Task objective = Without altering a word, return the records below, but exclude the pictures.

──────── Data for processing

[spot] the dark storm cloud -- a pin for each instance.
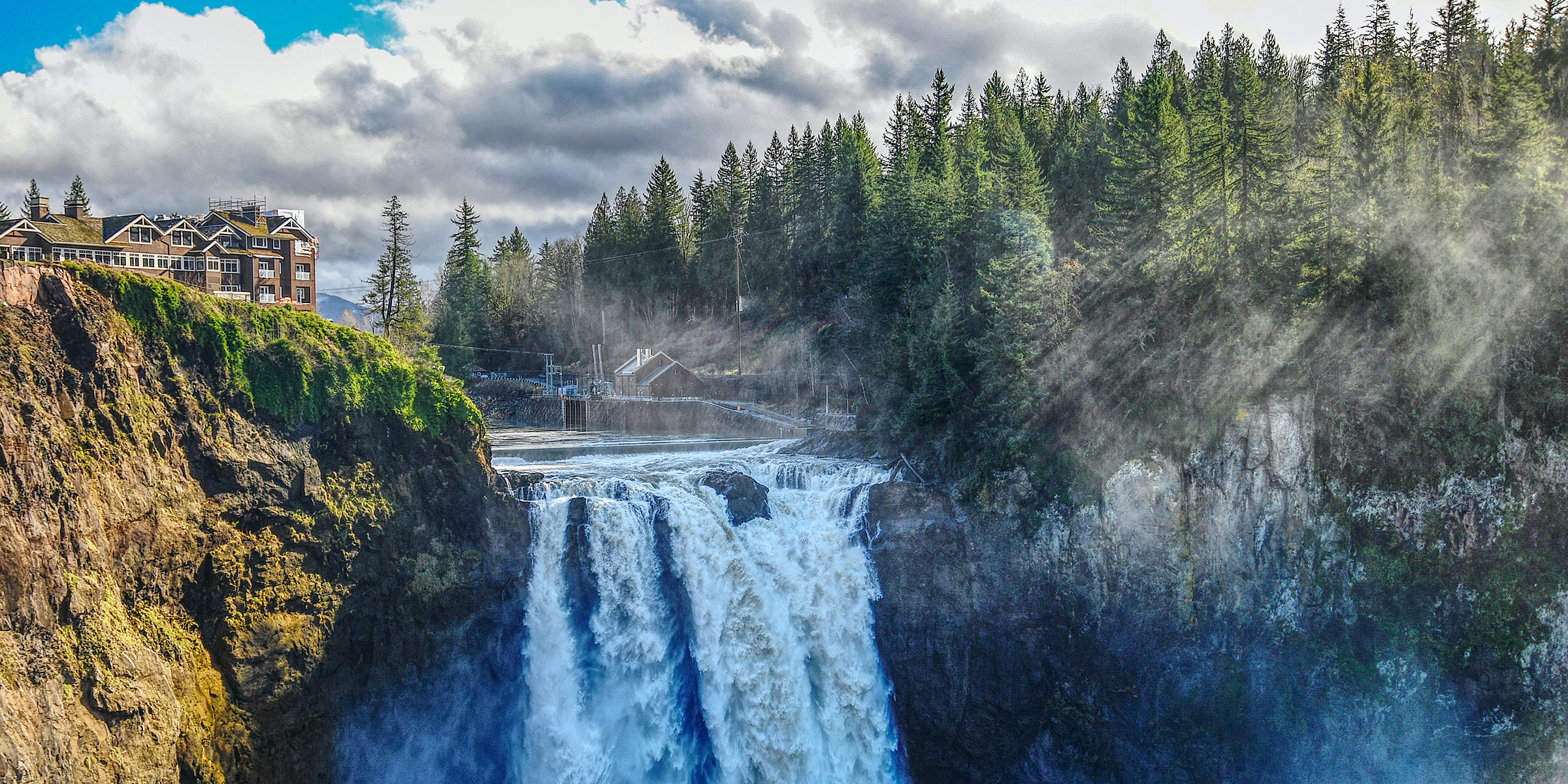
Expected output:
(918, 37)
(531, 129)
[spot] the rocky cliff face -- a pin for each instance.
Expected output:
(197, 589)
(1233, 617)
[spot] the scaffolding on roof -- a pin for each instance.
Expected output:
(237, 204)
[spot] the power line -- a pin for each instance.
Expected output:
(696, 244)
(617, 257)
(499, 350)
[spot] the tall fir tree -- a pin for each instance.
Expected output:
(463, 300)
(394, 303)
(77, 197)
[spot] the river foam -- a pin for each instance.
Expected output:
(659, 644)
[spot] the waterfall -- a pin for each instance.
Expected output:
(659, 644)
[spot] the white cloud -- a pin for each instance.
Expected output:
(527, 107)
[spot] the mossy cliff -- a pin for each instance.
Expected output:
(220, 524)
(1243, 613)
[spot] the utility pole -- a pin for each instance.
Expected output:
(739, 308)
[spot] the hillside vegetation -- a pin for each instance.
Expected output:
(1029, 278)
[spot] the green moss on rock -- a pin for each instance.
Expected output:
(291, 365)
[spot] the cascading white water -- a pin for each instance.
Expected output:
(665, 645)
(657, 644)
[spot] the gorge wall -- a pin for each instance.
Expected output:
(1233, 617)
(203, 565)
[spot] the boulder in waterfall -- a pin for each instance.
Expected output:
(747, 498)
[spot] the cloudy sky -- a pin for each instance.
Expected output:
(529, 108)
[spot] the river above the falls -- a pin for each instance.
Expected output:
(661, 642)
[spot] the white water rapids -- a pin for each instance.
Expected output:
(659, 644)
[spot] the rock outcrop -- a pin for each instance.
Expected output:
(1230, 618)
(745, 498)
(195, 589)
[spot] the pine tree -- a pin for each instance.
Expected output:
(1379, 38)
(665, 244)
(394, 302)
(515, 291)
(934, 132)
(465, 294)
(1145, 187)
(1015, 182)
(79, 197)
(1368, 123)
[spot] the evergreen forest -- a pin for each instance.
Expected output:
(1023, 284)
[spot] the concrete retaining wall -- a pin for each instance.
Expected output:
(679, 417)
(684, 417)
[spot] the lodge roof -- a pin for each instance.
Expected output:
(63, 229)
(115, 223)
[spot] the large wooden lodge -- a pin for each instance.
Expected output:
(239, 250)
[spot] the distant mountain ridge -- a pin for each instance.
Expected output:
(331, 308)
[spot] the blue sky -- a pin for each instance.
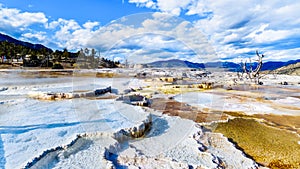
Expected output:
(150, 30)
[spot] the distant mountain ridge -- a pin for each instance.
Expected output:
(9, 39)
(231, 66)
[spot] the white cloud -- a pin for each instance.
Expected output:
(90, 25)
(14, 18)
(39, 36)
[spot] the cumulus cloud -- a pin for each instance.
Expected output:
(39, 36)
(14, 18)
(157, 36)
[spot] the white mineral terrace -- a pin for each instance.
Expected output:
(100, 133)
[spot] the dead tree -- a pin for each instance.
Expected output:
(251, 74)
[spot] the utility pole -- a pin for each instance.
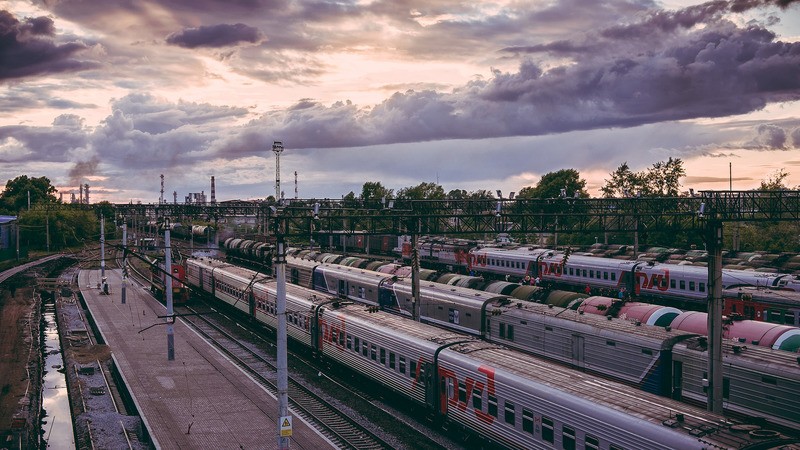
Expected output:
(102, 247)
(168, 293)
(124, 260)
(714, 244)
(284, 432)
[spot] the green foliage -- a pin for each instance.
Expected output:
(66, 227)
(15, 196)
(660, 180)
(552, 183)
(374, 190)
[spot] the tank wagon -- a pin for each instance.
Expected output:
(508, 398)
(628, 349)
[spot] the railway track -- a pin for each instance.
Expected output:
(336, 426)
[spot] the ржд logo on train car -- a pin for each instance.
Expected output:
(449, 395)
(470, 259)
(656, 280)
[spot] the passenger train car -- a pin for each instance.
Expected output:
(681, 286)
(631, 349)
(507, 397)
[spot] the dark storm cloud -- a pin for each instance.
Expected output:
(222, 35)
(27, 48)
(770, 137)
(55, 143)
(82, 169)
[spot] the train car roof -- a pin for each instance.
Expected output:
(765, 360)
(619, 329)
(652, 408)
(400, 326)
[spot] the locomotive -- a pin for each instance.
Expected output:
(507, 397)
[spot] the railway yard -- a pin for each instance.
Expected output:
(502, 346)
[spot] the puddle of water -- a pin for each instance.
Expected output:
(57, 418)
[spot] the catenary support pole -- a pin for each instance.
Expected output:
(168, 294)
(124, 261)
(714, 245)
(283, 382)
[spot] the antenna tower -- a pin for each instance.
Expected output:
(213, 191)
(277, 148)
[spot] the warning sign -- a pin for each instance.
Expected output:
(286, 426)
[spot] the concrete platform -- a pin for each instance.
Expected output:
(198, 400)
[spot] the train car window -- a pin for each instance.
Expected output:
(493, 406)
(527, 421)
(510, 417)
(477, 399)
(769, 380)
(547, 429)
(568, 438)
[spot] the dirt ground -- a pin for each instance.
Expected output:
(19, 352)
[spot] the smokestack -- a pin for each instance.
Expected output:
(213, 191)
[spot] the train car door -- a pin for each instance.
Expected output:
(677, 379)
(578, 351)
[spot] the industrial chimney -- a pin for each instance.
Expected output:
(213, 191)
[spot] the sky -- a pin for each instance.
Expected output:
(469, 95)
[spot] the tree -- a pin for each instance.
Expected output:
(374, 190)
(422, 191)
(775, 181)
(15, 196)
(662, 179)
(552, 185)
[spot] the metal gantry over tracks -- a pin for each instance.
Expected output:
(702, 213)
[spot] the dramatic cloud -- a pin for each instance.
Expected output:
(223, 35)
(27, 48)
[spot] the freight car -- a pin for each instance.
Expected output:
(629, 351)
(677, 285)
(508, 398)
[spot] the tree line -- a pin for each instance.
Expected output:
(71, 227)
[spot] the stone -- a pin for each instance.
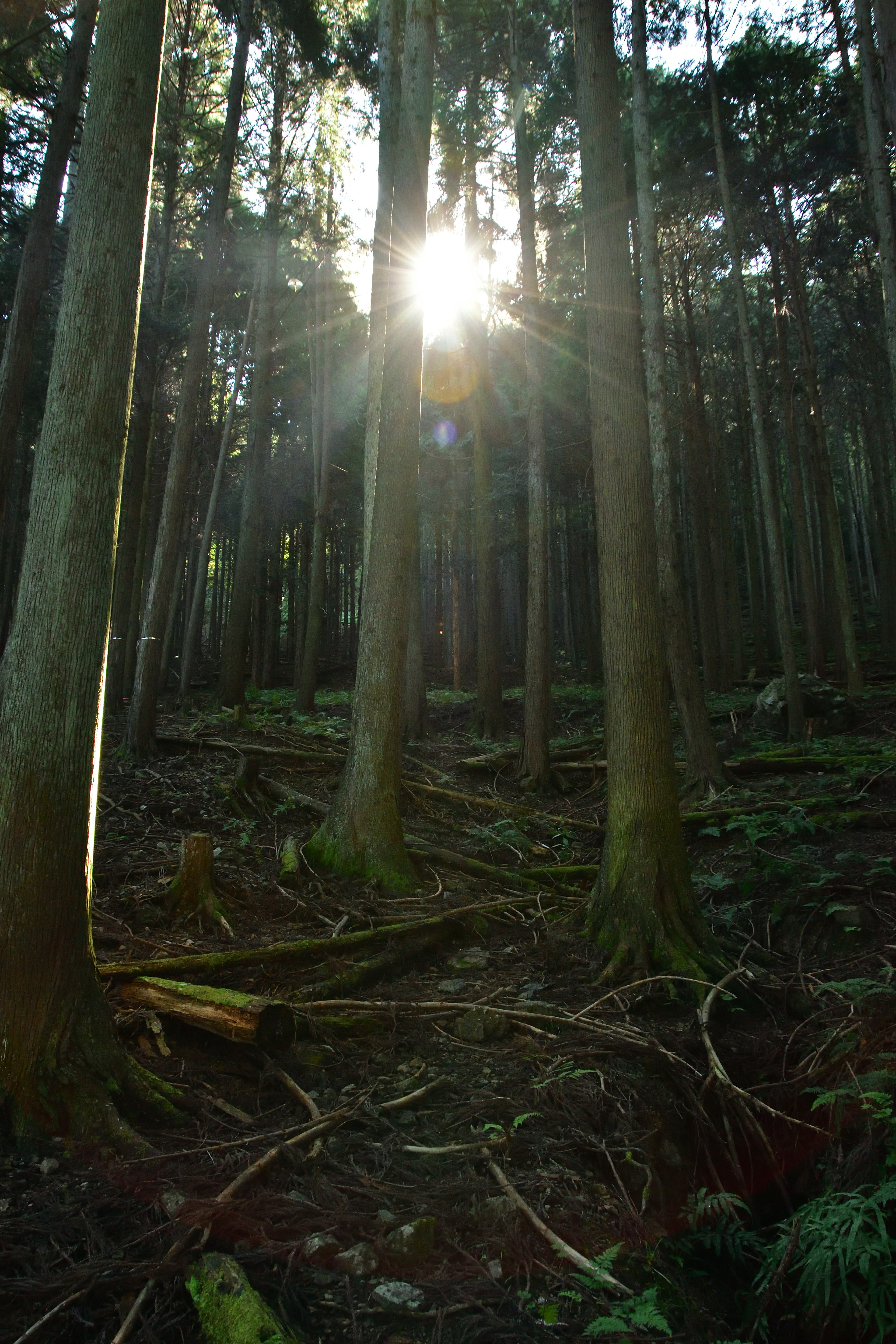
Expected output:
(469, 959)
(830, 707)
(171, 1201)
(481, 1025)
(396, 1294)
(499, 1211)
(359, 1260)
(452, 987)
(414, 1242)
(320, 1249)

────────────────

Result of the task =
[spot] the dark storm cloud -- a pin for each instance.
Expected output:
(918, 37)
(531, 129)
[spot] the rocky cliff face -- a pin for each instance.
Expected output:
(197, 589)
(1233, 617)
[spot] the scaffolding on roof -- a pin for each instance.
Expected output:
(237, 204)
[spot] the power line -- a pin for each instance.
Expected output:
(696, 244)
(617, 257)
(499, 350)
[spot] the tall fir tree -- a pin for each instance.
Expected output:
(463, 300)
(394, 303)
(77, 197)
[spot] the river foam -- a pin for each instance.
Expected output:
(659, 644)
[spot] the waterfall -- a pin for each instance.
Expected output:
(659, 644)
[spot] the white cloud -- a pin for each instance.
Expected output:
(527, 107)
[spot] the mossy cliff -- a pin for each instance.
Expected output:
(220, 524)
(1243, 613)
[spot] the utility pole -- a pin for each instance.
Expected output:
(739, 308)
[spot] the hillside vegetation -- a pin for each instance.
Expected output:
(1029, 278)
[spot] the green moss on rock -- a pin for each instance.
Expected output:
(291, 365)
[spot] the cascading white water -- a pin for each instance.
Expected output:
(665, 645)
(657, 644)
[spot] the gorge wall -- a pin for each instance.
Expected output:
(1233, 617)
(203, 565)
[spot] the boulder in waterfall -- a pin for each instance.
Expected output:
(747, 498)
[spot] the cloudy sky -- a pin for each instance.
Expected output:
(529, 108)
[spot] the river above the falls -- a pin for each instance.
Expected output:
(661, 642)
[spot] the white water rapids -- a pin for each instance.
Expected output:
(659, 644)
[spot] the rock outcrop -- a pin for each instance.
Expected output:
(1230, 618)
(745, 498)
(195, 589)
[spot] the pine tree -- a pin for each instance.
Expected output:
(1379, 38)
(665, 244)
(394, 302)
(515, 291)
(934, 132)
(465, 294)
(1145, 187)
(1015, 182)
(79, 197)
(1368, 123)
[spot] the evergreen forest -- a pin for each instance.
Expected output:
(1023, 284)
[spot] the concrete retaining wall -- a pin for each instance.
Expected output:
(679, 417)
(684, 417)
[spot] the lodge roof -- a pin for each instance.
Expected output:
(63, 229)
(115, 223)
[spot] the large wooden lodge -- a pin for each instance.
Expected output:
(239, 250)
[spot] the distant mountain ridge -- a pin for each instance.
Expected output:
(331, 308)
[spot] the blue sky -- a pin for each instance.
Expected output:
(150, 30)
[spot] the distant mountain ridge -- a pin for each instance.
Expected output:
(9, 39)
(231, 66)
[spot] the white cloud -- a pin for each instance.
Expected output:
(90, 25)
(14, 18)
(39, 36)
[spot] the cumulus cloud -- a pin for each instance.
Expected output:
(39, 36)
(14, 18)
(157, 36)
[spot] the white mineral terrace -- a pin for each instance.
Expected output:
(100, 133)
[spot] the dead tree -- a pin for each instance.
Expected output:
(251, 74)
[spot] the utility pole -- a pin for each instance.
Expected output:
(102, 247)
(168, 293)
(124, 260)
(714, 244)
(284, 432)
[spot] the green foliage -- a pin for each instance.
Expected output:
(66, 227)
(15, 196)
(660, 180)
(552, 183)
(374, 190)
[spot] the tank wagon -- a pin for each instance.
Expected output:
(508, 398)
(628, 349)
[spot] the railway track -- a pin for each instance.
Expected output:
(336, 426)
[spot] the ржд logo on train car -- a pin for each instance.
Expected output:
(449, 395)
(470, 259)
(656, 280)
[spot] the passenger train car -- a pin for each instance.
Expected output:
(681, 286)
(631, 349)
(507, 397)
[spot] the dark storm cloud -- a pin for each instance.
Expected output:
(222, 35)
(27, 48)
(770, 137)
(55, 143)
(82, 169)
[spot] the train car roof -- a pin for each instance.
Expected output:
(765, 360)
(619, 329)
(652, 408)
(400, 326)
[spot] the locomotive -- a pin for each instance.
Expected output:
(507, 397)
[spot] the railway yard -- a pin for each instance.
Expected output:
(502, 346)
[spot] the puddle of water -- a pin for each instance.
Expected output:
(57, 418)
[spot] the catenary support pole -- a pin for each instance.
Expected output:
(168, 294)
(124, 261)
(714, 245)
(283, 382)
[spot] the antenna tower -- a pin for each instance.
Expected output:
(213, 191)
(277, 148)
[spot] the warning sign -- a pin for each instance.
Expected output:
(286, 426)
[spot] the concrete platform -- a pin for each instance.
Expected output:
(198, 400)
[spot] the train car window -- a pin for each instance.
Expected output:
(493, 406)
(527, 421)
(510, 417)
(477, 399)
(769, 380)
(547, 429)
(568, 438)
[spot] the dirt ground -- a pin for each instance.
Expected output:
(19, 352)
[spot] the smokestack -- a pin for each instance.
Expected output:
(213, 191)
[spot] the train car door -- a pin for each instance.
Expected output:
(677, 379)
(578, 351)
[spot] the industrial chimney -- a pin for each instance.
Expected output:
(213, 191)
[spot] the sky -- a pin for each instance.
Expected output:
(469, 95)
[spot] the tree -- a pin for each instance.
Expected output:
(374, 190)
(422, 191)
(775, 181)
(15, 196)
(662, 179)
(552, 185)
[spot] the metal gantry over tracks -- a pin for each instance.
Expected output:
(702, 213)
[spot] the dramatic cloud -- a pin for each instance.
Expected output:
(223, 35)
(27, 48)
[spot] the freight car -- a pin for each instance.
Expected output:
(629, 351)
(677, 285)
(508, 398)
[spot] the tree line -- a pin for each instance.
Expected output:
(71, 227)
[spot] the stone -- a pin for each instance.
Expected output:
(469, 959)
(830, 707)
(171, 1201)
(481, 1025)
(396, 1294)
(499, 1211)
(359, 1260)
(452, 987)
(414, 1242)
(320, 1249)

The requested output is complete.